**Items from a dataset:**
────────

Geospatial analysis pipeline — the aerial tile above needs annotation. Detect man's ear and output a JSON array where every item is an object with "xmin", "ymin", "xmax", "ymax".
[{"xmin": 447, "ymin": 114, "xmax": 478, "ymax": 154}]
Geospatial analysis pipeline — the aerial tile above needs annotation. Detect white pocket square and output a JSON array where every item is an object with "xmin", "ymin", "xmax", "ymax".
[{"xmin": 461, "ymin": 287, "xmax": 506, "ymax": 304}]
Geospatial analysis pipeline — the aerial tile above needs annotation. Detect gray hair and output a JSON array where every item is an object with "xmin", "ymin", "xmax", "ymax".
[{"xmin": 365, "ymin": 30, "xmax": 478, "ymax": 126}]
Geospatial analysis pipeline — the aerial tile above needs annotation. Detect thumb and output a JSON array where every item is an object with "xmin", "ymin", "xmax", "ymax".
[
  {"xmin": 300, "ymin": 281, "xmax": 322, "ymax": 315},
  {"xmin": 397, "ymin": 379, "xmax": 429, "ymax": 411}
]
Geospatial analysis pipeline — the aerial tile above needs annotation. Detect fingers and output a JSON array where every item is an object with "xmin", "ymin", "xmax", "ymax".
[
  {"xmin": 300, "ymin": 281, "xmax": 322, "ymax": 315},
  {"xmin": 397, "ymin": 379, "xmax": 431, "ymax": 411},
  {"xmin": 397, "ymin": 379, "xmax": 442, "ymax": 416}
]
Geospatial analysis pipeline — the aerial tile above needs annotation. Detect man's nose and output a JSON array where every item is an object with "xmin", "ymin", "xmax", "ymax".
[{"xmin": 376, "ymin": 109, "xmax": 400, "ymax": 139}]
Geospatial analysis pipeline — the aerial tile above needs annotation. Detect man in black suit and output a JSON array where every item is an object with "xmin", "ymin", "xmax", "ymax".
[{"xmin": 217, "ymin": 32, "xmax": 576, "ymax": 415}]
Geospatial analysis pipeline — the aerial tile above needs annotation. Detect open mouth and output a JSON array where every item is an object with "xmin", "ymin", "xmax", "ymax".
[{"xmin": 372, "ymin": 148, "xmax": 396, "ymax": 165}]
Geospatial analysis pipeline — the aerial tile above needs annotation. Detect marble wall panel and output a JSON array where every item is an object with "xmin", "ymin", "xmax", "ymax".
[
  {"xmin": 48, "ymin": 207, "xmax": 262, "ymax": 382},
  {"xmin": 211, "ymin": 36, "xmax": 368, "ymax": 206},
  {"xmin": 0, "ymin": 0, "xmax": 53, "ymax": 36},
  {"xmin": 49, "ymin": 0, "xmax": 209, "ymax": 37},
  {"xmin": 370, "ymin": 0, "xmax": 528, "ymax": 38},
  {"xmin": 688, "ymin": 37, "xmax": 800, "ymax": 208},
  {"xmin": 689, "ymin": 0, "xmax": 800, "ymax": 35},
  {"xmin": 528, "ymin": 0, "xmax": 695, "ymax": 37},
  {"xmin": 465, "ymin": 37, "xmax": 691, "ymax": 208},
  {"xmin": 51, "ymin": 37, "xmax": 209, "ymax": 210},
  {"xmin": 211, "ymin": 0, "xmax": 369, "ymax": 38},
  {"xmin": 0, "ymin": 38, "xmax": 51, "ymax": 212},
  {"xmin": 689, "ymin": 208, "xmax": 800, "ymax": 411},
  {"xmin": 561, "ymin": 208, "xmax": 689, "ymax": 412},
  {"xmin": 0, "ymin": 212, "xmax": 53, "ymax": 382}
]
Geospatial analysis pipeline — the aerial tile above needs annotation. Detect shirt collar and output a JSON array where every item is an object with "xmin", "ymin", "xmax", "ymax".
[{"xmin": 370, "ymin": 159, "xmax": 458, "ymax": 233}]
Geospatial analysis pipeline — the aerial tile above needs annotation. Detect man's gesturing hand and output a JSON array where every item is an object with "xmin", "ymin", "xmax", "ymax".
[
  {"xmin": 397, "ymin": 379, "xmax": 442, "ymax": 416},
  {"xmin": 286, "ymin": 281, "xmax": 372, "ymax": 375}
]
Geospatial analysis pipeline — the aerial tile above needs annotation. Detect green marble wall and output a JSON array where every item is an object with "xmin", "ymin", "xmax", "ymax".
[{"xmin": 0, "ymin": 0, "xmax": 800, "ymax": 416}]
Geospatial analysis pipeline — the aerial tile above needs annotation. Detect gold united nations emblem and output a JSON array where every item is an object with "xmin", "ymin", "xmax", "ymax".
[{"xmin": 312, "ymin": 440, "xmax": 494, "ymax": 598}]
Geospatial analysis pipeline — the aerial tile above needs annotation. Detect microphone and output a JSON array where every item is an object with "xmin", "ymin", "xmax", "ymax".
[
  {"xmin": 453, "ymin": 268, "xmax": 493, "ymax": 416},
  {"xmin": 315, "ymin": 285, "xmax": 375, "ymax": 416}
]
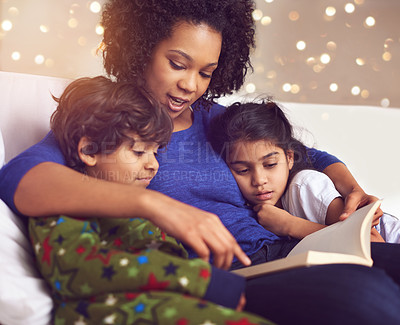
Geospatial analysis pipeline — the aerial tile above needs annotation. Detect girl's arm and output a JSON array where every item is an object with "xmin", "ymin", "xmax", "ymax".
[
  {"xmin": 323, "ymin": 163, "xmax": 383, "ymax": 225},
  {"xmin": 307, "ymin": 148, "xmax": 382, "ymax": 219},
  {"xmin": 254, "ymin": 204, "xmax": 326, "ymax": 239}
]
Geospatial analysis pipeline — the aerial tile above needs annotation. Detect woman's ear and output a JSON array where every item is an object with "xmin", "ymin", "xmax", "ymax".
[
  {"xmin": 78, "ymin": 137, "xmax": 97, "ymax": 167},
  {"xmin": 286, "ymin": 150, "xmax": 294, "ymax": 170}
]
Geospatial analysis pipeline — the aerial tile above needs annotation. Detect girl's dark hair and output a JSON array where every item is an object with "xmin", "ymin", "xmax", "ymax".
[
  {"xmin": 51, "ymin": 76, "xmax": 173, "ymax": 172},
  {"xmin": 208, "ymin": 99, "xmax": 312, "ymax": 177},
  {"xmin": 101, "ymin": 0, "xmax": 255, "ymax": 100}
]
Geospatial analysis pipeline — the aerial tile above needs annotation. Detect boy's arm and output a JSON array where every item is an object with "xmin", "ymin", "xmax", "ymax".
[
  {"xmin": 0, "ymin": 132, "xmax": 250, "ymax": 269},
  {"xmin": 254, "ymin": 204, "xmax": 325, "ymax": 239},
  {"xmin": 29, "ymin": 216, "xmax": 245, "ymax": 308}
]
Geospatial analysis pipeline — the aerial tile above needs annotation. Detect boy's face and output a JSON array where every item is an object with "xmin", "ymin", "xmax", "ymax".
[
  {"xmin": 227, "ymin": 140, "xmax": 293, "ymax": 205},
  {"xmin": 86, "ymin": 137, "xmax": 159, "ymax": 187}
]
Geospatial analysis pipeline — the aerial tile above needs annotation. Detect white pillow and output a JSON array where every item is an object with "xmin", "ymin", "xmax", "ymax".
[
  {"xmin": 0, "ymin": 200, "xmax": 53, "ymax": 325},
  {"xmin": 0, "ymin": 130, "xmax": 5, "ymax": 168}
]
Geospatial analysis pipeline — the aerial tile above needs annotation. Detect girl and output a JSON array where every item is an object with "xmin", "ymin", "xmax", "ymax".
[
  {"xmin": 210, "ymin": 100, "xmax": 399, "ymax": 243},
  {"xmin": 0, "ymin": 0, "xmax": 400, "ymax": 324}
]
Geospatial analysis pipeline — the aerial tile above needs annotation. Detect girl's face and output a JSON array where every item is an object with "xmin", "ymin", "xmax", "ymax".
[
  {"xmin": 145, "ymin": 21, "xmax": 222, "ymax": 129},
  {"xmin": 227, "ymin": 140, "xmax": 293, "ymax": 206}
]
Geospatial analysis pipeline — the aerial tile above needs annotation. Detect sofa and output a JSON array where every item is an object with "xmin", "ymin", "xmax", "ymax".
[{"xmin": 0, "ymin": 71, "xmax": 400, "ymax": 325}]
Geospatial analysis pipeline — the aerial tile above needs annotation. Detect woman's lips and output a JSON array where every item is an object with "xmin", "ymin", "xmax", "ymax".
[
  {"xmin": 168, "ymin": 95, "xmax": 189, "ymax": 112},
  {"xmin": 256, "ymin": 192, "xmax": 272, "ymax": 201}
]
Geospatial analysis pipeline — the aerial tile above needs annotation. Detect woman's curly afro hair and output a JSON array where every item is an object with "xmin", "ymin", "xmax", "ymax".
[{"xmin": 102, "ymin": 0, "xmax": 255, "ymax": 100}]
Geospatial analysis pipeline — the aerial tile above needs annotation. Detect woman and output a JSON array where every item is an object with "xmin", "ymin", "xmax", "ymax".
[{"xmin": 0, "ymin": 0, "xmax": 400, "ymax": 324}]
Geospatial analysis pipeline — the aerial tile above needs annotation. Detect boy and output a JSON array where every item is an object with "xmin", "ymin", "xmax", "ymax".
[{"xmin": 29, "ymin": 77, "xmax": 261, "ymax": 324}]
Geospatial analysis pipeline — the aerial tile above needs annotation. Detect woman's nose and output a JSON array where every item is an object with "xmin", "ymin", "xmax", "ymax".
[
  {"xmin": 252, "ymin": 171, "xmax": 268, "ymax": 186},
  {"xmin": 178, "ymin": 73, "xmax": 197, "ymax": 93}
]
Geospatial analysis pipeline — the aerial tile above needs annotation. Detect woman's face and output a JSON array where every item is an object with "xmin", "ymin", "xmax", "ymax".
[{"xmin": 145, "ymin": 22, "xmax": 222, "ymax": 123}]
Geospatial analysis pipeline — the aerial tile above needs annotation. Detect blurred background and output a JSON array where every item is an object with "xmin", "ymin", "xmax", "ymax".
[{"xmin": 0, "ymin": 0, "xmax": 400, "ymax": 108}]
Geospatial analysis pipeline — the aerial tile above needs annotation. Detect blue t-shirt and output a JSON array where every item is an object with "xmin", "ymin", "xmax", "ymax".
[{"xmin": 149, "ymin": 104, "xmax": 339, "ymax": 257}]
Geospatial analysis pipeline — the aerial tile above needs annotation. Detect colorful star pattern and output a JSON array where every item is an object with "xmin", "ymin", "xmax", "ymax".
[{"xmin": 31, "ymin": 217, "xmax": 272, "ymax": 325}]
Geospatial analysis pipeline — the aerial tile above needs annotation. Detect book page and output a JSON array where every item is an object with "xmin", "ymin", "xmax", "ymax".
[
  {"xmin": 231, "ymin": 201, "xmax": 381, "ymax": 278},
  {"xmin": 288, "ymin": 201, "xmax": 381, "ymax": 260}
]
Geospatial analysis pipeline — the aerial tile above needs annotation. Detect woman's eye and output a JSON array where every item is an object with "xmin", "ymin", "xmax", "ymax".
[
  {"xmin": 169, "ymin": 60, "xmax": 185, "ymax": 70},
  {"xmin": 133, "ymin": 150, "xmax": 144, "ymax": 157},
  {"xmin": 200, "ymin": 72, "xmax": 212, "ymax": 79}
]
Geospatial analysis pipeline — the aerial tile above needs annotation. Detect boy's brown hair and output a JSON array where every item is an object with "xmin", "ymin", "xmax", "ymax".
[{"xmin": 51, "ymin": 76, "xmax": 173, "ymax": 172}]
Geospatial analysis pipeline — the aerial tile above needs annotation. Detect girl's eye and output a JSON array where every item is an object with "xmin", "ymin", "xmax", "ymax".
[
  {"xmin": 169, "ymin": 60, "xmax": 185, "ymax": 70},
  {"xmin": 236, "ymin": 168, "xmax": 249, "ymax": 175},
  {"xmin": 133, "ymin": 150, "xmax": 144, "ymax": 157}
]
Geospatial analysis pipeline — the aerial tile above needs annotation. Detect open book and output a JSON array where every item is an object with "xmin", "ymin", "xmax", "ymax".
[{"xmin": 232, "ymin": 201, "xmax": 382, "ymax": 278}]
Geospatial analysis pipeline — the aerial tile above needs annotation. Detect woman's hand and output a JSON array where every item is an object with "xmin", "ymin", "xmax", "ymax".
[{"xmin": 236, "ymin": 293, "xmax": 246, "ymax": 311}]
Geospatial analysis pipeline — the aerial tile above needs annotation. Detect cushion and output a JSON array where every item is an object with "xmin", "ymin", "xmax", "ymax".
[
  {"xmin": 0, "ymin": 200, "xmax": 53, "ymax": 325},
  {"xmin": 0, "ymin": 130, "xmax": 5, "ymax": 168}
]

────────

Select every line in the rows above that contains the word "book", and copy each one out.

Geospatial analysis pipeline — the aerial tile above needs annotation. Detect book page and output a JSON array where every item is an object with "xmin", "ymin", "xmax", "ymax".
Geospatial analysis pipeline — the aerial tile above needs annotation. Detect open book and output a JSON array where every item is an object with "xmin", "ymin", "xmax", "ymax".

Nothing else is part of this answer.